# START OF INFORMATION SHOWN

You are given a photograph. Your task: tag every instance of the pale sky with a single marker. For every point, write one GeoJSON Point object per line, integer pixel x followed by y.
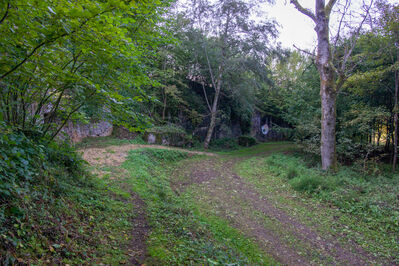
{"type": "Point", "coordinates": [297, 28]}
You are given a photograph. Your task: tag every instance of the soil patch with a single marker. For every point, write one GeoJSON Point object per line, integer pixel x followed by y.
{"type": "Point", "coordinates": [116, 155]}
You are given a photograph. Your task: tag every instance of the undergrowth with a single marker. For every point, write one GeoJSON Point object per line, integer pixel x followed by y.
{"type": "Point", "coordinates": [181, 235]}
{"type": "Point", "coordinates": [52, 211]}
{"type": "Point", "coordinates": [368, 204]}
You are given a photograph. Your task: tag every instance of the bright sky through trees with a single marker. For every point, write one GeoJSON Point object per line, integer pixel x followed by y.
{"type": "Point", "coordinates": [296, 28]}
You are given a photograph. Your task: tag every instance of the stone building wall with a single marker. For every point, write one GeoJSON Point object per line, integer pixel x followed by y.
{"type": "Point", "coordinates": [77, 131]}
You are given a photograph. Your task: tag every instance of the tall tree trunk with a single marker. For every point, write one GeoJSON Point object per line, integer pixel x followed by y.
{"type": "Point", "coordinates": [395, 118]}
{"type": "Point", "coordinates": [213, 116]}
{"type": "Point", "coordinates": [327, 89]}
{"type": "Point", "coordinates": [164, 104]}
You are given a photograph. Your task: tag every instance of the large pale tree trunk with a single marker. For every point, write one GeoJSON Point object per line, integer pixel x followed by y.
{"type": "Point", "coordinates": [328, 90]}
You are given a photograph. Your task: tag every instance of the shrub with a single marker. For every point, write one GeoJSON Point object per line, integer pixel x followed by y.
{"type": "Point", "coordinates": [292, 172]}
{"type": "Point", "coordinates": [20, 162]}
{"type": "Point", "coordinates": [246, 141]}
{"type": "Point", "coordinates": [309, 183]}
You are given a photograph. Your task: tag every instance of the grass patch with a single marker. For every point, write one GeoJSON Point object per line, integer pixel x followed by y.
{"type": "Point", "coordinates": [181, 233]}
{"type": "Point", "coordinates": [103, 142]}
{"type": "Point", "coordinates": [364, 208]}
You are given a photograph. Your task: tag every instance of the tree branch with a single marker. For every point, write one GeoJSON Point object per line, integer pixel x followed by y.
{"type": "Point", "coordinates": [329, 7]}
{"type": "Point", "coordinates": [48, 42]}
{"type": "Point", "coordinates": [303, 10]}
{"type": "Point", "coordinates": [304, 51]}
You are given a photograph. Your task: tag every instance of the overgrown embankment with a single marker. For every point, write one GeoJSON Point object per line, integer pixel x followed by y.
{"type": "Point", "coordinates": [52, 210]}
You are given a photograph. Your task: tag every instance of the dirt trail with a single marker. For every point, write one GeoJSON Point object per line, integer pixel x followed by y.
{"type": "Point", "coordinates": [113, 156]}
{"type": "Point", "coordinates": [116, 155]}
{"type": "Point", "coordinates": [279, 233]}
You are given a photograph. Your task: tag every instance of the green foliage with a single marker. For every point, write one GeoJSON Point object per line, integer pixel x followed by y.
{"type": "Point", "coordinates": [59, 58]}
{"type": "Point", "coordinates": [246, 141]}
{"type": "Point", "coordinates": [21, 160]}
{"type": "Point", "coordinates": [52, 211]}
{"type": "Point", "coordinates": [371, 198]}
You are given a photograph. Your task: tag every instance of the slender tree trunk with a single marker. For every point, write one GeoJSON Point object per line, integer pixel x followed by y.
{"type": "Point", "coordinates": [213, 116]}
{"type": "Point", "coordinates": [327, 89]}
{"type": "Point", "coordinates": [164, 105]}
{"type": "Point", "coordinates": [395, 118]}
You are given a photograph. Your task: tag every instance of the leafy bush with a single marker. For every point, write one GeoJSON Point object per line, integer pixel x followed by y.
{"type": "Point", "coordinates": [224, 144]}
{"type": "Point", "coordinates": [246, 141]}
{"type": "Point", "coordinates": [20, 162]}
{"type": "Point", "coordinates": [372, 198]}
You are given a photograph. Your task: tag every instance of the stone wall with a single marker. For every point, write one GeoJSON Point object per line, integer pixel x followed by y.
{"type": "Point", "coordinates": [76, 131]}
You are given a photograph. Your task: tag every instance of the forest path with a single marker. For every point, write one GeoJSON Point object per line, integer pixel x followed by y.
{"type": "Point", "coordinates": [268, 218]}
{"type": "Point", "coordinates": [219, 184]}
{"type": "Point", "coordinates": [106, 161]}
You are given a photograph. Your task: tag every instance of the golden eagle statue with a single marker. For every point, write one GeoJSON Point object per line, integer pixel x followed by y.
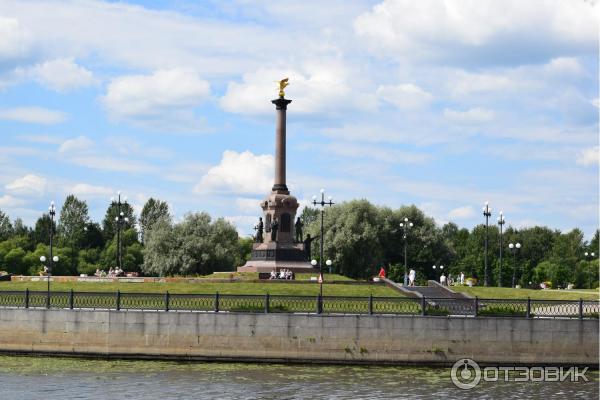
{"type": "Point", "coordinates": [282, 85]}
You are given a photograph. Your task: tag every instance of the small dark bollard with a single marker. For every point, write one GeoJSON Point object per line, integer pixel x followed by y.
{"type": "Point", "coordinates": [71, 299]}
{"type": "Point", "coordinates": [267, 303]}
{"type": "Point", "coordinates": [118, 300]}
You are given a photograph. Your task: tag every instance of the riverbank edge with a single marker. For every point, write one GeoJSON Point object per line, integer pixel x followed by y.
{"type": "Point", "coordinates": [288, 361]}
{"type": "Point", "coordinates": [299, 338]}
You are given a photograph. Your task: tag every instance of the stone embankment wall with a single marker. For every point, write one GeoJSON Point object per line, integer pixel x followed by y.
{"type": "Point", "coordinates": [375, 339]}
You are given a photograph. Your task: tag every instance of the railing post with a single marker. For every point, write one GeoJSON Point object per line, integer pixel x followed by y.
{"type": "Point", "coordinates": [267, 303]}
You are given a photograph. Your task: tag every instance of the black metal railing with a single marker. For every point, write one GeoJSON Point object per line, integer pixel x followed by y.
{"type": "Point", "coordinates": [475, 307]}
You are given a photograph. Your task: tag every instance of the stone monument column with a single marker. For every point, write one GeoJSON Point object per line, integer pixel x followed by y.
{"type": "Point", "coordinates": [279, 185]}
{"type": "Point", "coordinates": [278, 248]}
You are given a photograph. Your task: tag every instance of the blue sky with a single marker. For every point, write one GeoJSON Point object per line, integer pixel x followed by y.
{"type": "Point", "coordinates": [442, 104]}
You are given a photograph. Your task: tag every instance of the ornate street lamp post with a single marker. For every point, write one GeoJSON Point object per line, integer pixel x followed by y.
{"type": "Point", "coordinates": [514, 248]}
{"type": "Point", "coordinates": [591, 256]}
{"type": "Point", "coordinates": [441, 267]}
{"type": "Point", "coordinates": [501, 223]}
{"type": "Point", "coordinates": [487, 213]}
{"type": "Point", "coordinates": [121, 220]}
{"type": "Point", "coordinates": [406, 225]}
{"type": "Point", "coordinates": [53, 259]}
{"type": "Point", "coordinates": [323, 203]}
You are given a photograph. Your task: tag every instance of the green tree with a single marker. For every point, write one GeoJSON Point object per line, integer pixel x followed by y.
{"type": "Point", "coordinates": [92, 237]}
{"type": "Point", "coordinates": [41, 232]}
{"type": "Point", "coordinates": [109, 225]}
{"type": "Point", "coordinates": [72, 221]}
{"type": "Point", "coordinates": [14, 261]}
{"type": "Point", "coordinates": [132, 254]}
{"type": "Point", "coordinates": [6, 229]}
{"type": "Point", "coordinates": [152, 211]}
{"type": "Point", "coordinates": [195, 246]}
{"type": "Point", "coordinates": [309, 215]}
{"type": "Point", "coordinates": [352, 238]}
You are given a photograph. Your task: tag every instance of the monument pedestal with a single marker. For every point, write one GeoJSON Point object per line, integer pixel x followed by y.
{"type": "Point", "coordinates": [277, 249]}
{"type": "Point", "coordinates": [267, 257]}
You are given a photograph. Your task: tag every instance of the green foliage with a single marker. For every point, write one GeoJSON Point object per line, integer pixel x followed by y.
{"type": "Point", "coordinates": [92, 236]}
{"type": "Point", "coordinates": [152, 211]}
{"type": "Point", "coordinates": [309, 215]}
{"type": "Point", "coordinates": [109, 225]}
{"type": "Point", "coordinates": [132, 252]}
{"type": "Point", "coordinates": [6, 229]}
{"type": "Point", "coordinates": [244, 250]}
{"type": "Point", "coordinates": [194, 246]}
{"type": "Point", "coordinates": [72, 221]}
{"type": "Point", "coordinates": [41, 232]}
{"type": "Point", "coordinates": [14, 261]}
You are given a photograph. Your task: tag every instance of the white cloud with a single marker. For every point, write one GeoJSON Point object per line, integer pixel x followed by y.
{"type": "Point", "coordinates": [314, 87]}
{"type": "Point", "coordinates": [165, 99]}
{"type": "Point", "coordinates": [374, 153]}
{"type": "Point", "coordinates": [85, 152]}
{"type": "Point", "coordinates": [42, 139]}
{"type": "Point", "coordinates": [462, 83]}
{"type": "Point", "coordinates": [244, 224]}
{"type": "Point", "coordinates": [462, 213]}
{"type": "Point", "coordinates": [590, 156]}
{"type": "Point", "coordinates": [456, 29]}
{"type": "Point", "coordinates": [472, 116]}
{"type": "Point", "coordinates": [247, 205]}
{"type": "Point", "coordinates": [239, 173]}
{"type": "Point", "coordinates": [8, 201]}
{"type": "Point", "coordinates": [61, 75]}
{"type": "Point", "coordinates": [90, 191]}
{"type": "Point", "coordinates": [15, 41]}
{"type": "Point", "coordinates": [405, 96]}
{"type": "Point", "coordinates": [564, 66]}
{"type": "Point", "coordinates": [28, 185]}
{"type": "Point", "coordinates": [78, 144]}
{"type": "Point", "coordinates": [33, 115]}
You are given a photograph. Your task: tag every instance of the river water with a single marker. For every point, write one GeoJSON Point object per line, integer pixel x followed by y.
{"type": "Point", "coordinates": [32, 378]}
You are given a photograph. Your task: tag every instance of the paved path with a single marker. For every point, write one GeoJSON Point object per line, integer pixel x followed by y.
{"type": "Point", "coordinates": [434, 290]}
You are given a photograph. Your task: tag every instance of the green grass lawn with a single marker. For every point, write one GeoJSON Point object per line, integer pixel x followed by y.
{"type": "Point", "coordinates": [510, 293]}
{"type": "Point", "coordinates": [276, 288]}
{"type": "Point", "coordinates": [254, 275]}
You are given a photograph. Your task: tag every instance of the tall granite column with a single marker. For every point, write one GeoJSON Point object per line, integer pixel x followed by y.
{"type": "Point", "coordinates": [281, 107]}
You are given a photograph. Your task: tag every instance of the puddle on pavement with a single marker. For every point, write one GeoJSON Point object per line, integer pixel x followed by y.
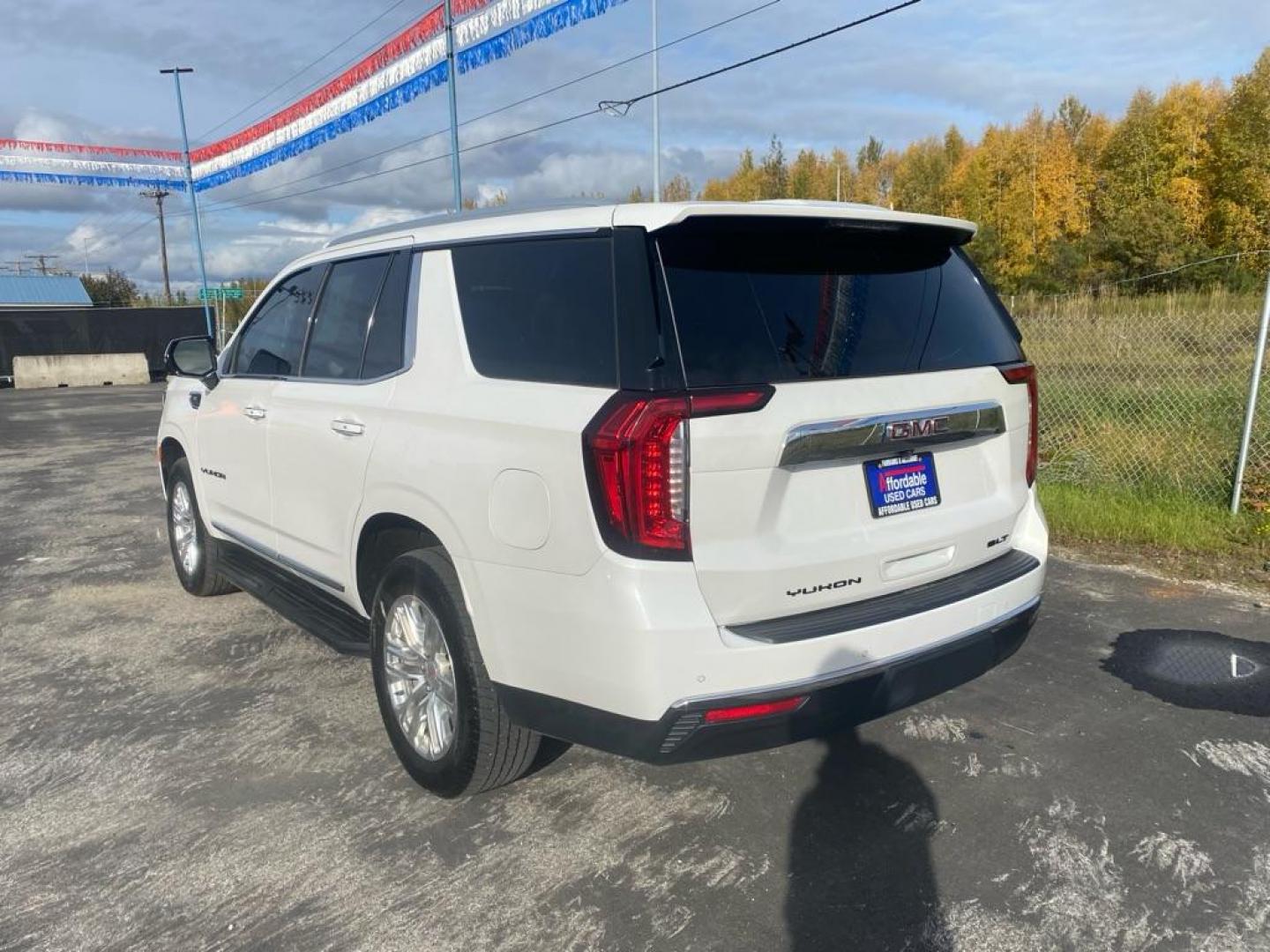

# END OF INFORMATION SHOWN

Quote the data from the line containing "the river water" through the end, including both ends. Leave out the pictures.

§ **REPLY TO THE EXERCISE**:
You are given a photograph. Your task: tag every instance of the river water with a single marker. For every point, write one GeoJSON Point object per line, integer pixel x followed by y.
{"type": "Point", "coordinates": [32, 378]}
You are given a photograph. Your task: tag every instance of the paved path with a single marker. For every point, write one GeoJSON Point object per line, integer pixel x followed by y.
{"type": "Point", "coordinates": [434, 290]}
You are given a photograph. Your task: tag every instance of the green grass lawn with a single marker. For every point, write one GeoJSON Point object per line, integer pixel x followed by y.
{"type": "Point", "coordinates": [510, 293]}
{"type": "Point", "coordinates": [276, 288]}
{"type": "Point", "coordinates": [254, 275]}
You are given a photograph. Your task: tag every instance of the tall granite column with a single marker. For every point, write one GeoJSON Point object per line, integer pixel x followed by y.
{"type": "Point", "coordinates": [281, 107]}
You are given a photograph. Your task: tag every instance of the puddle on pavement with a single marker. For every point, write one GeoJSON Point object per line, integer pixel x followed by y.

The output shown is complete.